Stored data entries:
━━━━
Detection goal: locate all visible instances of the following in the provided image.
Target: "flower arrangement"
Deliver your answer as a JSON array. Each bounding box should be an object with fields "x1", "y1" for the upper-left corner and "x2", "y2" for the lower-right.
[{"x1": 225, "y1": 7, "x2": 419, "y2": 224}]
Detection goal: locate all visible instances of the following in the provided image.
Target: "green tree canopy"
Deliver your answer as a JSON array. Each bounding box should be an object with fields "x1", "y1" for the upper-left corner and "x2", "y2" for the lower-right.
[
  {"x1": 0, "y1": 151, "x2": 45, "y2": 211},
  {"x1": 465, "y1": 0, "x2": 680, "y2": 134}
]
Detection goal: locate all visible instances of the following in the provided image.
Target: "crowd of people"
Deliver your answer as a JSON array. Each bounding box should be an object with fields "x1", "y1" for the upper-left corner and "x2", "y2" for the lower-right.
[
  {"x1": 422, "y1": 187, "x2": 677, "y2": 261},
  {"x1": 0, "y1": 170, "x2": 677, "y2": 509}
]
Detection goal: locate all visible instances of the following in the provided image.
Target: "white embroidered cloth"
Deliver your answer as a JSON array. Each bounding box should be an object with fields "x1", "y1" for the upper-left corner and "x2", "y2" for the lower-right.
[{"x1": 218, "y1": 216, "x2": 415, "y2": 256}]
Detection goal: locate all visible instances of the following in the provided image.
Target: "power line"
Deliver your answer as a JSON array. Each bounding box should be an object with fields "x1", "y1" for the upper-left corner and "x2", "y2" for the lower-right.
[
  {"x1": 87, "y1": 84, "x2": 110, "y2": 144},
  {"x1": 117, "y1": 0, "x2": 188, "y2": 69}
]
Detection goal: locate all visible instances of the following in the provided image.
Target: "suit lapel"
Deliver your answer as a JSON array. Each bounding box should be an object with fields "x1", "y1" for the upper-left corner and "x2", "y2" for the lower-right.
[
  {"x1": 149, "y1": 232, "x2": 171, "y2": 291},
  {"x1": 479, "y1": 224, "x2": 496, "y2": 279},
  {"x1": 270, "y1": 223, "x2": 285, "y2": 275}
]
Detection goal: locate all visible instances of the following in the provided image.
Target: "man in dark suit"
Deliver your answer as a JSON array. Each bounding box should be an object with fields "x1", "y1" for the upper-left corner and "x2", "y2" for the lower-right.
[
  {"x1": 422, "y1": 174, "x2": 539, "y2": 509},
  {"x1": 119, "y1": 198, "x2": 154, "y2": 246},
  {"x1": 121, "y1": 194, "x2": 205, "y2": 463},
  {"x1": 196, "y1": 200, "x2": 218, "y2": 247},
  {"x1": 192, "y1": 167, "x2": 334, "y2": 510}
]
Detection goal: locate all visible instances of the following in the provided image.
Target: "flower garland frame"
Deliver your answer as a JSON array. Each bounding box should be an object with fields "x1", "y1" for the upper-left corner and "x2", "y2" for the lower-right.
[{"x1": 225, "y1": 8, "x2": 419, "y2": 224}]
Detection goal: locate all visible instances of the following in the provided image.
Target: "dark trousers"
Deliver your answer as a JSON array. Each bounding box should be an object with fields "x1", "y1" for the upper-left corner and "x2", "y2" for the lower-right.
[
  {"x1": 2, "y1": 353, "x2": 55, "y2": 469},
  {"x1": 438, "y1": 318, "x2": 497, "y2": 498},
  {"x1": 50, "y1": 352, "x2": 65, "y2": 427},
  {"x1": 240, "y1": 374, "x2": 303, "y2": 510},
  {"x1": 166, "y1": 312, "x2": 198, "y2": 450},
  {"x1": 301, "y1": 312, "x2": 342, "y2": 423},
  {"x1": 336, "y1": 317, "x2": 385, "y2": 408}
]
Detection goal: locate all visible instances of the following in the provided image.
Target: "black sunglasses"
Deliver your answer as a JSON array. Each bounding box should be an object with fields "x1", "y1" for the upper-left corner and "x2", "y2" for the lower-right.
━━━━
EXERCISE DIRECTIONS: An exact copy of every record above is what's needed here.

RESPONSE FOR THIS EXERCISE:
Detection goal: locate all visible instances of the following in the provided image.
Target: "flower arrangement"
Deliver your answer as a JSON array. Each bounding box should be an object with fields "x1", "y1" for the upper-left corner and "x2", "y2" for the lower-right.
[{"x1": 225, "y1": 7, "x2": 419, "y2": 224}]
Detection goal: locate all visible instances of the following in the provided image.
Target: "green tree canopy"
Deliver your answer as a JSON array. Each bounding box should be an object with fields "x1", "y1" for the upper-left corner and "x2", "y2" for the lower-right.
[
  {"x1": 0, "y1": 151, "x2": 45, "y2": 211},
  {"x1": 465, "y1": 0, "x2": 680, "y2": 134}
]
Detection goal: locate all visible instances of the following in the provided image.
Target: "crowd of people"
Deliver your answer as a JSON array. Each bounding box should be an object with fields "x1", "y1" for the upper-left corner and "x2", "y2" for the lower-right.
[
  {"x1": 422, "y1": 187, "x2": 677, "y2": 261},
  {"x1": 0, "y1": 170, "x2": 677, "y2": 509}
]
Detection goal: locate all visible instances of the following in the provided image.
Target: "white embroidered cloth"
Deliver your answer as a JSON array. Each bounding box should be an object with fields "x1", "y1" for the upper-left corner and "x2", "y2" for the lower-right.
[{"x1": 218, "y1": 216, "x2": 415, "y2": 256}]
Detection goal: locate all visible instances of the following in the provided image.
Target: "power line"
Deliver your answer as a JSON array. Each bounding box should be an object with fields "x1", "y1" for the upper-left corner and "x2", "y2" for the lower-right.
[
  {"x1": 87, "y1": 84, "x2": 110, "y2": 144},
  {"x1": 117, "y1": 0, "x2": 188, "y2": 69}
]
Detection goal: locate all visible instances of the following in the provided image.
Target: "suit lapel"
Deliver your answer as a JSON array. Each bounding box should be an object with fields "x1", "y1" for the upper-left corner and "x2", "y2" for the lower-right.
[
  {"x1": 149, "y1": 232, "x2": 171, "y2": 291},
  {"x1": 479, "y1": 224, "x2": 496, "y2": 279},
  {"x1": 270, "y1": 223, "x2": 285, "y2": 275}
]
Detection goal: locate all visible instances of the following in the provided image.
Target: "man in dark suit"
Deliver your answer as a JSON array. Each bounding box should be an object with fields "x1", "y1" for the upper-left corner and "x2", "y2" for the lower-right.
[
  {"x1": 422, "y1": 174, "x2": 539, "y2": 509},
  {"x1": 119, "y1": 198, "x2": 154, "y2": 246},
  {"x1": 121, "y1": 194, "x2": 205, "y2": 463},
  {"x1": 196, "y1": 200, "x2": 218, "y2": 247},
  {"x1": 192, "y1": 167, "x2": 334, "y2": 510}
]
Detection goal: locate all visible instances of the following in the provided image.
Target: "flower garland frame"
Deliver your answer as a JSON array. Each bounding box should be an object with fields "x1", "y1" for the upper-left corner and "x2", "y2" for the lower-right.
[{"x1": 225, "y1": 8, "x2": 419, "y2": 224}]
Detection goal: locate all visible instances of the following in the provided image.
Target: "dark trousers"
Deliver your answer as a JSON array. Each bounding box should be an object with fields "x1", "y1" for the upper-left corner and "x2", "y2" for the lower-right.
[
  {"x1": 2, "y1": 353, "x2": 55, "y2": 469},
  {"x1": 438, "y1": 318, "x2": 497, "y2": 498},
  {"x1": 50, "y1": 352, "x2": 65, "y2": 427},
  {"x1": 240, "y1": 374, "x2": 303, "y2": 510},
  {"x1": 166, "y1": 312, "x2": 198, "y2": 450},
  {"x1": 301, "y1": 312, "x2": 342, "y2": 423},
  {"x1": 336, "y1": 317, "x2": 385, "y2": 408}
]
Detection goal: locate all visible instances of the following in the provided image.
Target: "black sunglasses"
Deliver your answer as a JSON array. Each bounding box should be an object with fields "x1", "y1" for the upper-left corner and "x2", "y2" for the lower-right.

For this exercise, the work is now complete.